***** Listing

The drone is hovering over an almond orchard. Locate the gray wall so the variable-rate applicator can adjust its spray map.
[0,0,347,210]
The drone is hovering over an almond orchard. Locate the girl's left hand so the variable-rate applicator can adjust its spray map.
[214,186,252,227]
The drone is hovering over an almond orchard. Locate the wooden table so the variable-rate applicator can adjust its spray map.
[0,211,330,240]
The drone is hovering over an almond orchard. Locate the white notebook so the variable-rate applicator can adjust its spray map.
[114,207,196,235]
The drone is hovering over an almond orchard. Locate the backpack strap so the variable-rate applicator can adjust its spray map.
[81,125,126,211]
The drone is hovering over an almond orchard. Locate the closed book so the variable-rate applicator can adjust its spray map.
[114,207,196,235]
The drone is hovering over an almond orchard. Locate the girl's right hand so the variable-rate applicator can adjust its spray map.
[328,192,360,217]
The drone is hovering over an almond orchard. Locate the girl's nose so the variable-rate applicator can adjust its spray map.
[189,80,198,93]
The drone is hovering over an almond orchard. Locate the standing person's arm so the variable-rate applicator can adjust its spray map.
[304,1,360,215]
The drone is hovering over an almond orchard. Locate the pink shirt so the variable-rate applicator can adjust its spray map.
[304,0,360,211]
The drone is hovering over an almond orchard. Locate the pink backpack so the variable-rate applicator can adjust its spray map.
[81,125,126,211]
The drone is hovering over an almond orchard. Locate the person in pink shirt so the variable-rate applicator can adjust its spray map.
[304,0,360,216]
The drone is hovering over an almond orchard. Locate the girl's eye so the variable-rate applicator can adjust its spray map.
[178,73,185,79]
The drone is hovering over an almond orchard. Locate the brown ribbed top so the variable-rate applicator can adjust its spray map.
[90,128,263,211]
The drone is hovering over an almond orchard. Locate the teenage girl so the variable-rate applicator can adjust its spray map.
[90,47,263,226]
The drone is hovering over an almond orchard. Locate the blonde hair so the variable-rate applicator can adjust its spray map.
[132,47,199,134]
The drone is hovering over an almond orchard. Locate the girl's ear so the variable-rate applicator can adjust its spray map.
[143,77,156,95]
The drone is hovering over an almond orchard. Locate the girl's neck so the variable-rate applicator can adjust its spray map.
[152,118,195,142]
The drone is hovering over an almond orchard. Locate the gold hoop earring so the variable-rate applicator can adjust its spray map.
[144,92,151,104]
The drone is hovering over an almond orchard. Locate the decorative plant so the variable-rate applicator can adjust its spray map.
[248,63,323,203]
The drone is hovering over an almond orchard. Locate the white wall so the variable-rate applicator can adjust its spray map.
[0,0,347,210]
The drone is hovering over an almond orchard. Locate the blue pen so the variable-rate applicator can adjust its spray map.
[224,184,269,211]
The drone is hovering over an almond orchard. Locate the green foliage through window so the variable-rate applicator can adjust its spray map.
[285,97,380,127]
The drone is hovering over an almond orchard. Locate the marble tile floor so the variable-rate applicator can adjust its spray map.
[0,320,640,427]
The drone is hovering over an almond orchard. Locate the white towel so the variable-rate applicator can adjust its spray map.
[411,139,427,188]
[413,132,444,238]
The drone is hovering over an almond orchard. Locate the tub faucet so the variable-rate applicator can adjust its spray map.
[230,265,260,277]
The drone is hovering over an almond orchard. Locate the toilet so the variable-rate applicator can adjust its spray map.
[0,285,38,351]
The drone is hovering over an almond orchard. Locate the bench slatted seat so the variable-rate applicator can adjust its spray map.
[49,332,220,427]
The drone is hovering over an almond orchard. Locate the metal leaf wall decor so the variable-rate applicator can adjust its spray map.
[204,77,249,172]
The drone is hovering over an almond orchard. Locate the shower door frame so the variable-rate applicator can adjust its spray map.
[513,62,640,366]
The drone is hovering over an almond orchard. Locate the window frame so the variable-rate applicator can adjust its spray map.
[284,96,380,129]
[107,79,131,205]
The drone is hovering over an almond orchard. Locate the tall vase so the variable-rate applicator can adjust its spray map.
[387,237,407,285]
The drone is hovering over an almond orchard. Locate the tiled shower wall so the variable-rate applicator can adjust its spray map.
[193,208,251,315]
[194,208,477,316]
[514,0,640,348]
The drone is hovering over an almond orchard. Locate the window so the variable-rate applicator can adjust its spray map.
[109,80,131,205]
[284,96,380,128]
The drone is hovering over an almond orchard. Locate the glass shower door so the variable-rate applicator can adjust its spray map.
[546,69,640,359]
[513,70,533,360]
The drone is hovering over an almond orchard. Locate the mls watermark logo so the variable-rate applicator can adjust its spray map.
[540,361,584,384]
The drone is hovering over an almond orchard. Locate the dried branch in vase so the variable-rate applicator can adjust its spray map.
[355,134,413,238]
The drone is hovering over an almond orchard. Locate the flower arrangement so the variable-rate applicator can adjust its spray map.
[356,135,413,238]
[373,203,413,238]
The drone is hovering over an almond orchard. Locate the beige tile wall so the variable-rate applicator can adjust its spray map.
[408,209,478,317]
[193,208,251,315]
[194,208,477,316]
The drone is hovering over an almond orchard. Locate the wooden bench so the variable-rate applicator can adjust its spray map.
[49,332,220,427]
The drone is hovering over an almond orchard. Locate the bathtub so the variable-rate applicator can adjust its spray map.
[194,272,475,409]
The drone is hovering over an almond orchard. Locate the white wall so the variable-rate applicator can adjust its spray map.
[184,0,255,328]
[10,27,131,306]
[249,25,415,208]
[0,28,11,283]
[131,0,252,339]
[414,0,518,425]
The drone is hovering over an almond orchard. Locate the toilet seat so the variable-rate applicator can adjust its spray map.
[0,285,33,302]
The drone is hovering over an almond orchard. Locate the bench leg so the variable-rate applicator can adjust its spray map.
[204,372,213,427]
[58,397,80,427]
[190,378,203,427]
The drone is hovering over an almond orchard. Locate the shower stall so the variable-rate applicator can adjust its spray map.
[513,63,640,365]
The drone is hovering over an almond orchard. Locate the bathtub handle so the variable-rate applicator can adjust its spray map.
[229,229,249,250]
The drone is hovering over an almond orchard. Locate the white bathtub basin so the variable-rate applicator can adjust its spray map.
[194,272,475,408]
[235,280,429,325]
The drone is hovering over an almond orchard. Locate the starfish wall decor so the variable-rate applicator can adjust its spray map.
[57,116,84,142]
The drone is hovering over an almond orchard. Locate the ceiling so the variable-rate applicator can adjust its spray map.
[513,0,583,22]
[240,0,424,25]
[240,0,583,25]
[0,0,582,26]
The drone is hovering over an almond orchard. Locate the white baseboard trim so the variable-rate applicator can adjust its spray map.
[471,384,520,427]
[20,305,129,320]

**********

Type out all of the material again, word for word.

The drone is hovering over an almond orchard. Locate the gray wall so the variable-rate applicator can adjust its spray map.
[0,0,347,210]
The drone is hovering over an almond orchard. Locate the girl's left hand so the variable-rate applicator can adjust its spray map.
[214,186,252,227]
The drone is hovering over an almond orchard. Locate the wooden table so the variable-rate applicator can adjust its spray map.
[0,211,330,240]
The drone is hovering over an almond orchard. Locate the white notebook so the variable-rate applicator can adjust its spray map.
[114,207,196,235]
The drone is hovering over an almond orchard. Locate the backpack strap so the variable-rate applicator can adjust its spray map.
[81,125,126,211]
The drone is hovering over an almond orchard. Locate the closed book so the variable-rate applicator can adjust its spray map.
[114,207,196,235]
The drone is hovering over an almond orchard. Locate the girl's right hand so the variable-rate applicator can adjust its spray map.
[328,192,360,217]
The drone is hovering over an almond orchard. Locate the girl's nose so the variable-rate applicator can adjust its spray map.
[189,80,198,93]
The drone is hovering over an almond orchard. Locate the standing person's arm so the variable-rate applicator can adjust its spray map.
[304,1,360,215]
The drone is hovering over an almond orchard. Locate the pink shirt so the variable-rate applicator can adjust its spray map.
[304,0,360,211]
The drone is hovering over an almond orchard. Locate the pink backpack so the variable-rate applicator can adjust its spray map.
[81,125,126,211]
The drone is hovering over an almond orchard. Locate the person in pink shirt so the variable-rate applicator can adjust its spray map.
[304,0,360,216]
The drone is hovering over an almond orchard. Locate the girl's eye so the variable-rate applicator can adjust its spray map.
[178,73,185,79]
The drone is hovering over an almond orchard. Locate the brown ribbed top so the variable-rate applicator can adjust its spray map.
[90,128,263,211]
The drone is hovering over an almond orchard. Locate the teenage girl so the variable-rate applicator can adjust its spray map.
[90,47,263,226]
The drone is hovering over an almond orchard. Locate the blonde hair so the variable-rate applicator can adjust its spray map.
[132,47,199,134]
The drone is hovering over an almond orchard. Locate the girl's ear so the variable-rate applicator can adjust its spray map.
[143,77,156,95]
The drone is hovering over an almond orchard. Locate the girl's neck so the variable-rate applicator can adjust its spray map.
[152,118,195,142]
The drone is hovering over an almond orchard. Locate the gold hoop earring so the variable-rate applicator can adjust its spray map.
[144,92,151,104]
The drone is hovering over an almond orchard. Locate the decorative plant so the variable-rate applicator can adjust its spray map.
[248,63,323,203]
The drone is hovering over an almond orchard. Locate the white wall so the variable-rate applicator can adjust its spray map.
[0,0,347,210]
The drone is hovering over an almond orchard. Locate the blue pen so the variable-rate applicator can adjust its spray map.
[224,184,269,211]
The drone is hovering over an almond orchard. Locate the green foliage through window so the variable-rate applicator can adjust its spray map.
[285,97,380,127]
The drone is hovering over an almond orchard. Locate the marble tile floor so the variable-rate applicator can adjust its spray map.
[0,320,640,427]
The drone is hovering over an almond orchard. Locate the white towel so the variable-rate applicator can adjust its spray map.
[411,139,427,188]
[413,132,444,238]
The drone is hovering over an almond orchard. Locate the tub faucet so the variable-rate applicator can adjust its spray map.
[230,265,260,277]
The drone is hovering over an almond orchard. Locate the toilet so the variable-rate applicator can adjust its spray map.
[0,285,38,351]
The drone is hovering over an almond orchard. Locate the bench slatted seat so the variable-rate applicator can adjust its spray map.
[49,332,220,427]
The drone is hovering over an almond orchard. Locate the metal leaf wall decor so the variable-rate applicator can adjust its spray map.
[204,77,249,172]
The drone is hovering over an almond orchard. Locate the shower door frame so the variable-rate applicator can adjust its spray map.
[513,62,640,366]
The drone is hovering over an almond orchard. Locate the window frame so the variable-rate applicator can adjust its spray map.
[284,96,380,129]
[107,79,131,205]
The drone is hovering over an almond orchard. Locate the tall vase so the variable-rate applicator can adjust its spray map.
[387,237,407,285]
The drone is hovering over an almond orchard. Locate the tiled shower wall so the variable-rate applicator can adjust its spray map.
[193,208,251,315]
[194,208,477,316]
[514,0,640,348]
The drone is hovering over an almond orchard. Locate the window so the variable-rate applicator can adjust its spray map.
[109,80,131,205]
[284,96,380,128]
The drone is hovering over an almond orchard. Locate the glass shower door so the variable-rate applicator can adjust its spray map.
[546,69,640,359]
[513,70,533,360]
The drone is hovering over an almond orchard. Locate the mls watermark logo so the variable-rate applicator can adjust its spray map.
[540,361,584,384]
The drone is hovering over an almond orchard. Locate the dried branch in vase so the variable-rate applicator can adjust its spray map.
[355,134,413,238]
The drone is hovering over an almond orchard. Locate the flower arrangement so the variable-rate applicator can adjust its spray map.
[356,135,413,238]
[373,203,413,238]
The drone is hovering over an almond orchard. Locate the beige tile wall so the variable-rate applicator can adjust its spray map.
[408,209,478,317]
[193,208,251,315]
[194,208,477,316]
The drone is hovering over an almond orchard. Locate the wooden bench so the variable-rate applicator can adjust its spray map.
[49,332,220,427]
The drone is hovering over an almond orchard. Locate the bathtub so the variable-rate applicator can adjust its spray map.
[194,272,475,409]
The drone is hovering over an almond orchard. Locate the white wall so the variable-rate applicator can adjust its spray map.
[184,0,255,328]
[10,27,131,306]
[249,25,415,208]
[0,28,11,283]
[131,0,252,339]
[414,0,518,425]
The drone is hovering over an almond orchard. Locate the toilet seat so the variable-rate applicator can adjust its spray map.
[0,285,33,302]
The drone is hovering over an almond orchard. Locate the bench leg so the variable-rate applicator can adjust its spray map.
[204,372,213,427]
[58,397,80,427]
[190,378,203,427]
The drone is hovering over an almond orchard. Locate the shower stall so the variable-rate applicator can adjust its spray map.
[513,63,640,365]
The drone is hovering over an almond orchard. Locate the bathtub handle so the variable-rate applicator can adjust its spray map.
[229,229,249,250]
The drone is hovering over an almond orchard. Locate the white bathtub basin so the variable-rate applicator can adjust its spray map.
[194,272,475,408]
[235,280,429,325]
The drone is hovering over an almond orchard. Locate the starfish wall decor so the variable-rate applicator can adjust its spray map.
[57,116,84,142]
The drone is hovering over an almond orchard. Locate the ceiling so the variable-rate applicator can adjust its spray map.
[513,0,583,22]
[240,0,424,25]
[240,0,583,25]
[0,0,582,26]
The drone is hovering over an almond orchard. Locate the white baseboard trim so the variable-rate applicator can adjust its spray map.
[471,384,520,427]
[20,305,129,320]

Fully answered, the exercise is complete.